| Exercise aim |
Look through the listing below for the string "shirt". Say how many lines hold it, and nothing else.
Top of Dataset records
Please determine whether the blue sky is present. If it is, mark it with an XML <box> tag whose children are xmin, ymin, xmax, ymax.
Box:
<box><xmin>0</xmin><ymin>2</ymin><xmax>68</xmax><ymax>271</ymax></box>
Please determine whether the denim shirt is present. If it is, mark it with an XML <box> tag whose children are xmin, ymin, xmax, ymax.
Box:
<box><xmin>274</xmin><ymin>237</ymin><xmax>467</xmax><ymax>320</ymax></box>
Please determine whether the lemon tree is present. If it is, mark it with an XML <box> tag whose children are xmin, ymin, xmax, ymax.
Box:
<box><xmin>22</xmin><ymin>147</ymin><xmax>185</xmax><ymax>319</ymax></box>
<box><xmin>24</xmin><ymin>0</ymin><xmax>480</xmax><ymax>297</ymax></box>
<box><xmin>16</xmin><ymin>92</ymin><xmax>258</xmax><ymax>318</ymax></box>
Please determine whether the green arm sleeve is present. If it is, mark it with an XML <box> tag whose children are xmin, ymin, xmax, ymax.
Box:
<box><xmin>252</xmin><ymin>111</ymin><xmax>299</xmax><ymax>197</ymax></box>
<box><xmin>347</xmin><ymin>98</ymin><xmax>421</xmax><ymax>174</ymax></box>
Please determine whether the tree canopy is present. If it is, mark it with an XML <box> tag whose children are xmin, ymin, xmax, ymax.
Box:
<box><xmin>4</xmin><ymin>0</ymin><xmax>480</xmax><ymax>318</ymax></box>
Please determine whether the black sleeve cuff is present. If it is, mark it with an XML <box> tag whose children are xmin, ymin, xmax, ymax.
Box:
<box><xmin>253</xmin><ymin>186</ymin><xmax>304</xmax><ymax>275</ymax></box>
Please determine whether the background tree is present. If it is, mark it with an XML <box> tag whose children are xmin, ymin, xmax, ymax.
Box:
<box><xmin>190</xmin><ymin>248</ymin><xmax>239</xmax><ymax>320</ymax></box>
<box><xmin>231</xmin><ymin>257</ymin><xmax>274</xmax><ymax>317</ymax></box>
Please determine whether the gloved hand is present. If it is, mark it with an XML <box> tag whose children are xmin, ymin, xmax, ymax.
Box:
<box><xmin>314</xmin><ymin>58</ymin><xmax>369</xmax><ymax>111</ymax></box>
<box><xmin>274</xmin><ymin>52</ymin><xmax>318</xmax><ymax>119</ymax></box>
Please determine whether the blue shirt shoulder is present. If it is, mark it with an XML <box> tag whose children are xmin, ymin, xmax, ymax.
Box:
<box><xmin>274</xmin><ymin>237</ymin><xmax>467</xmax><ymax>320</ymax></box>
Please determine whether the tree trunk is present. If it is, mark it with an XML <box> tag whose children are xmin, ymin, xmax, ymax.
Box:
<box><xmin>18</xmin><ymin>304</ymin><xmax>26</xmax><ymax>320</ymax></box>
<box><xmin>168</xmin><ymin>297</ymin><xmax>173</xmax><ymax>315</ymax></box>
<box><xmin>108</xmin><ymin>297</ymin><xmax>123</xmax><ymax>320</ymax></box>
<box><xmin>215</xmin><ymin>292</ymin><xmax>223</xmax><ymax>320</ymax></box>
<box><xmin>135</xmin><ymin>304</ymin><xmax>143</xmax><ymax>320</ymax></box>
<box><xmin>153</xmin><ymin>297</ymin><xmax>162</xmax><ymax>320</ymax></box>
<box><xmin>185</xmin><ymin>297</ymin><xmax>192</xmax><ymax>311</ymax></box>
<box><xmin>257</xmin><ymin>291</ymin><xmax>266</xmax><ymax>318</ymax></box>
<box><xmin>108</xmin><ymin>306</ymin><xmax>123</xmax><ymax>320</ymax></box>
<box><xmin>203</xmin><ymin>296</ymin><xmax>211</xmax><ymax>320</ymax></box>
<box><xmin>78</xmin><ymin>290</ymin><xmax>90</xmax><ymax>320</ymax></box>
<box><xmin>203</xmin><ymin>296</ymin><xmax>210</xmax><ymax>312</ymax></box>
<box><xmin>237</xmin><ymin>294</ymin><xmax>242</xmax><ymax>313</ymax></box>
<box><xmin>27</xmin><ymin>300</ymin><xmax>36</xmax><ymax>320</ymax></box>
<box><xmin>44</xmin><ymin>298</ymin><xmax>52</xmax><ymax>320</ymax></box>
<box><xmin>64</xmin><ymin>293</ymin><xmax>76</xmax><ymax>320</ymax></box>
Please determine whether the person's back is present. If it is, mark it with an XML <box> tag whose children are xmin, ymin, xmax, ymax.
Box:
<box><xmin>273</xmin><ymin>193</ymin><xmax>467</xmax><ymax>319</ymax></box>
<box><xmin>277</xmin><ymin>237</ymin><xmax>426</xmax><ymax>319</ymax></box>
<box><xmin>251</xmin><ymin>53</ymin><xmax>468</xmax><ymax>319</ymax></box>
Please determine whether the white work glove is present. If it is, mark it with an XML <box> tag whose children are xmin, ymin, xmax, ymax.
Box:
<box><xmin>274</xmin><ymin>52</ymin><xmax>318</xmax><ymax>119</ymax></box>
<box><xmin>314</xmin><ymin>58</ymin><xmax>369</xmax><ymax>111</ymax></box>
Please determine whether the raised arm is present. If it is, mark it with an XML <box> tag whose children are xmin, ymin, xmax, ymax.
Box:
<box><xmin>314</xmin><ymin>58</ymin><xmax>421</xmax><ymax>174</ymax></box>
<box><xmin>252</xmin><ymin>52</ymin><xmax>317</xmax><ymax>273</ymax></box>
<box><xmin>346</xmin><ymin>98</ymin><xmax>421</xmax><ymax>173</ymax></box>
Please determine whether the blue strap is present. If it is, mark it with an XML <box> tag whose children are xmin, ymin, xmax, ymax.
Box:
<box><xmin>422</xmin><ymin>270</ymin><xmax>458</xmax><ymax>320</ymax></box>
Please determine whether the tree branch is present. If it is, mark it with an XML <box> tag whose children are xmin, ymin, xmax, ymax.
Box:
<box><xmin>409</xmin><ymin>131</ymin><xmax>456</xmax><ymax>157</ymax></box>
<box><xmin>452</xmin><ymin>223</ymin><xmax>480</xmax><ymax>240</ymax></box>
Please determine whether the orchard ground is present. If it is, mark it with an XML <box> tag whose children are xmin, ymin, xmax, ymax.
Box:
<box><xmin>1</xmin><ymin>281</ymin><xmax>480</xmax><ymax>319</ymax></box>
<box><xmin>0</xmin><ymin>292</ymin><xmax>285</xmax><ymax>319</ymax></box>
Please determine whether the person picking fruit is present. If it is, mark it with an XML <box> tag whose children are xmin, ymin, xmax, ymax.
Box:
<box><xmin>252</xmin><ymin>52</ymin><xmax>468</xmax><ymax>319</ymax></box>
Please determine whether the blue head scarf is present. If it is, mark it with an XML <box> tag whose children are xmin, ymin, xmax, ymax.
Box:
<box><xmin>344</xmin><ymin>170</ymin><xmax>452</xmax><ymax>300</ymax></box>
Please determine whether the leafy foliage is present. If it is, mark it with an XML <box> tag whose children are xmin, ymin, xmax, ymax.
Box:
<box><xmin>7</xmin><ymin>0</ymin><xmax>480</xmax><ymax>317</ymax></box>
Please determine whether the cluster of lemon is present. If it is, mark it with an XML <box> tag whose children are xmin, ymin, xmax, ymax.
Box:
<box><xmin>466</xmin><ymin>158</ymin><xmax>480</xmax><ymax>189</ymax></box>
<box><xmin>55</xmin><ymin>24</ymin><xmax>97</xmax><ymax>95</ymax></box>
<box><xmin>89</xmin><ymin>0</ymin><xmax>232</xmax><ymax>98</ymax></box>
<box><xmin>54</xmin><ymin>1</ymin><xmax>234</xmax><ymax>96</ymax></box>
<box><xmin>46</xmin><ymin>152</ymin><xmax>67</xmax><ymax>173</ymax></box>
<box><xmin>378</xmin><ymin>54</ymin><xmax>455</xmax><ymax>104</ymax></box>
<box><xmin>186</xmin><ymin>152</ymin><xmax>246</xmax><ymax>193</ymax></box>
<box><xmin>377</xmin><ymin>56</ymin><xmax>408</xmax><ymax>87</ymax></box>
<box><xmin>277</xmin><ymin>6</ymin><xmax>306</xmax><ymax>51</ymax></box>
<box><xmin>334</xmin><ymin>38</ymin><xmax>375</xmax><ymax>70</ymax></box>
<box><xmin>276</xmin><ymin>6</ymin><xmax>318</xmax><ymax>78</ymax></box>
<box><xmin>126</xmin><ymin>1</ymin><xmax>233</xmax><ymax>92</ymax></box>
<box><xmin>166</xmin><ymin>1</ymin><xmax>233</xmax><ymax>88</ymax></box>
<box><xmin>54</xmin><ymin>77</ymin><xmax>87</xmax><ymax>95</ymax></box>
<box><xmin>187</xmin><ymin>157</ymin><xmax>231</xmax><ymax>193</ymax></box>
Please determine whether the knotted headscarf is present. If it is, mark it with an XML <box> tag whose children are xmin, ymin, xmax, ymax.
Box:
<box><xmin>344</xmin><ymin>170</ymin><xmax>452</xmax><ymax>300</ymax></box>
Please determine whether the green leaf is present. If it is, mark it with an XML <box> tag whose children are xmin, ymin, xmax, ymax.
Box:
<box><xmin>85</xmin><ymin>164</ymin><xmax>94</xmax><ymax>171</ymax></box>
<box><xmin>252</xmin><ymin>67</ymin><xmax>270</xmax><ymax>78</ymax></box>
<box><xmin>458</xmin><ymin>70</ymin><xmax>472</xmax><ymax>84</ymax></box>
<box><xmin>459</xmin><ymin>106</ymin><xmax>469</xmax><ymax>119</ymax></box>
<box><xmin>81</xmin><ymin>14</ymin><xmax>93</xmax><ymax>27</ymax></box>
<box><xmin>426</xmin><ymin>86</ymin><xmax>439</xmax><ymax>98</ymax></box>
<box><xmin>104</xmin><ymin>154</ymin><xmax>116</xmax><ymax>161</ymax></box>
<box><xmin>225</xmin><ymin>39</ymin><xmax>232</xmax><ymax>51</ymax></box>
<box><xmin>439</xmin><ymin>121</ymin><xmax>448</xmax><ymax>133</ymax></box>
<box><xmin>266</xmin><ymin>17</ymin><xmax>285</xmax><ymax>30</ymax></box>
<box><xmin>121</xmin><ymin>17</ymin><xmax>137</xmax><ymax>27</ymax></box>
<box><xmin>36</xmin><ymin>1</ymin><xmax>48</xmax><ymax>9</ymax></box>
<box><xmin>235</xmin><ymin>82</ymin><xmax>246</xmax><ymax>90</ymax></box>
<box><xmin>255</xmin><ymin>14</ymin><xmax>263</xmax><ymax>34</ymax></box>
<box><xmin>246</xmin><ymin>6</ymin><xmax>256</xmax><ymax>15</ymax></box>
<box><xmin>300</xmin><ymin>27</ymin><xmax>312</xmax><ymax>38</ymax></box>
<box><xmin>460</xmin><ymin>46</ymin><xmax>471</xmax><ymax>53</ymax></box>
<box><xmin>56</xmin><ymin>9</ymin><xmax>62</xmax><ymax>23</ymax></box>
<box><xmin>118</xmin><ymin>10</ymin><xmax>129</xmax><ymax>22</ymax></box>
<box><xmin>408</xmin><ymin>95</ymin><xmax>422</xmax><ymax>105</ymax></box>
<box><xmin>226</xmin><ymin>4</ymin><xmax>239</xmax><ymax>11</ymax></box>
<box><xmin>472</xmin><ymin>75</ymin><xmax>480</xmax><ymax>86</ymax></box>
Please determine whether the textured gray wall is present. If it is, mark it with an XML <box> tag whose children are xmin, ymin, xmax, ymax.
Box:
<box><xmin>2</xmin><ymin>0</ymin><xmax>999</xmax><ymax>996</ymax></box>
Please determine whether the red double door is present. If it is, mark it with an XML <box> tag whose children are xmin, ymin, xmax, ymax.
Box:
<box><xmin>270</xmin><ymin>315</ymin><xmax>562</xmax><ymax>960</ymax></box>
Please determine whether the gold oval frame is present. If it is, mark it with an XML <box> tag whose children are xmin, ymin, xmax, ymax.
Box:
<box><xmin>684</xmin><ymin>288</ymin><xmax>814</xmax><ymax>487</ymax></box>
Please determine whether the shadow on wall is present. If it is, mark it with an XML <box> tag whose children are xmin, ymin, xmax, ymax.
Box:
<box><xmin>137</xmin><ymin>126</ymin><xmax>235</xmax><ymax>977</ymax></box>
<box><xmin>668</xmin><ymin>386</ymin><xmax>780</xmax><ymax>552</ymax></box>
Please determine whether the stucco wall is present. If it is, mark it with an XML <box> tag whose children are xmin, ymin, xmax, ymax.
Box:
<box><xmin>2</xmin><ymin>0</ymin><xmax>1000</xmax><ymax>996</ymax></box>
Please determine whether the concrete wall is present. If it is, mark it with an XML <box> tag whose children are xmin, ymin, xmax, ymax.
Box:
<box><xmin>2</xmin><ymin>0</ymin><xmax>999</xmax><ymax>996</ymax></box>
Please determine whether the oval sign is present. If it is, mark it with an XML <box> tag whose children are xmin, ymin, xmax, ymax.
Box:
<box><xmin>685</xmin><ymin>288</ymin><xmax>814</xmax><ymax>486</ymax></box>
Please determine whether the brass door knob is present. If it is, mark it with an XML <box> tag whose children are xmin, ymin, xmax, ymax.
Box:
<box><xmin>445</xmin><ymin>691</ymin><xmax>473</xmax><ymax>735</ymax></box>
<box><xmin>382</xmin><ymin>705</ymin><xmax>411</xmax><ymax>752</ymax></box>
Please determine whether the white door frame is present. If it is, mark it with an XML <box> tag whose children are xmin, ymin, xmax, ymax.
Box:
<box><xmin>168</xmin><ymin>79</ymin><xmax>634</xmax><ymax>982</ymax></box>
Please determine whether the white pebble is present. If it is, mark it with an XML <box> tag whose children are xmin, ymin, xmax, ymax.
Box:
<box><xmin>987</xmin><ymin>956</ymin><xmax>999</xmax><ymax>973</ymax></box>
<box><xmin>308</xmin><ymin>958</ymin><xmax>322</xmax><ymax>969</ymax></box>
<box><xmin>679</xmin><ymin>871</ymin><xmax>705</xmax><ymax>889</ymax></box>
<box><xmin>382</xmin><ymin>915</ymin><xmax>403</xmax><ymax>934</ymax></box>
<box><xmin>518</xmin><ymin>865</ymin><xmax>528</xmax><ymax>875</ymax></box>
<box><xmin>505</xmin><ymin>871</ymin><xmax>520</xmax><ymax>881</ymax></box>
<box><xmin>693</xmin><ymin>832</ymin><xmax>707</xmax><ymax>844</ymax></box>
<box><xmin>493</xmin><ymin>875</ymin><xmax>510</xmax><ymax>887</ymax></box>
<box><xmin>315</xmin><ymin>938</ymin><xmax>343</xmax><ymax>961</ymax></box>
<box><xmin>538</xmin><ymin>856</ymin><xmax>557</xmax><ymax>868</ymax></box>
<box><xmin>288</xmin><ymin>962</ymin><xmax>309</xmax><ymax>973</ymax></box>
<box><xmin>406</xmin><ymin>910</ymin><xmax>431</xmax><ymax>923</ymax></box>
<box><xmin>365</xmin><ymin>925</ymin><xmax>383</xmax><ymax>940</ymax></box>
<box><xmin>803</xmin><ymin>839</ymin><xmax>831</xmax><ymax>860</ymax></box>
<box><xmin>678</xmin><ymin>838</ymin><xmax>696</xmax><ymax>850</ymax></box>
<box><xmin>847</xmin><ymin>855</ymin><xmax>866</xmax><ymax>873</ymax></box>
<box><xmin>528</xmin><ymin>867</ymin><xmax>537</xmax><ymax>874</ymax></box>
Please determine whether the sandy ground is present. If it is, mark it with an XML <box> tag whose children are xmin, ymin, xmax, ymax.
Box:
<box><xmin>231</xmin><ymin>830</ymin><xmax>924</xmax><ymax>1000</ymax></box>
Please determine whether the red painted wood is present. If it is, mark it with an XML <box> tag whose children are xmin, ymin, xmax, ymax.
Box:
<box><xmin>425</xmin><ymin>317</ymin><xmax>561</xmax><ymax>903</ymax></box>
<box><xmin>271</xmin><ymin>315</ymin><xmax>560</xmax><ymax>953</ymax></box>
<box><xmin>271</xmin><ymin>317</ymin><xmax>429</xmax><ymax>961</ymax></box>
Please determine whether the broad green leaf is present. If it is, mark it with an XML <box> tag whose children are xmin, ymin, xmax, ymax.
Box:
Bottom of Dataset records
| Answer to this exercise |
2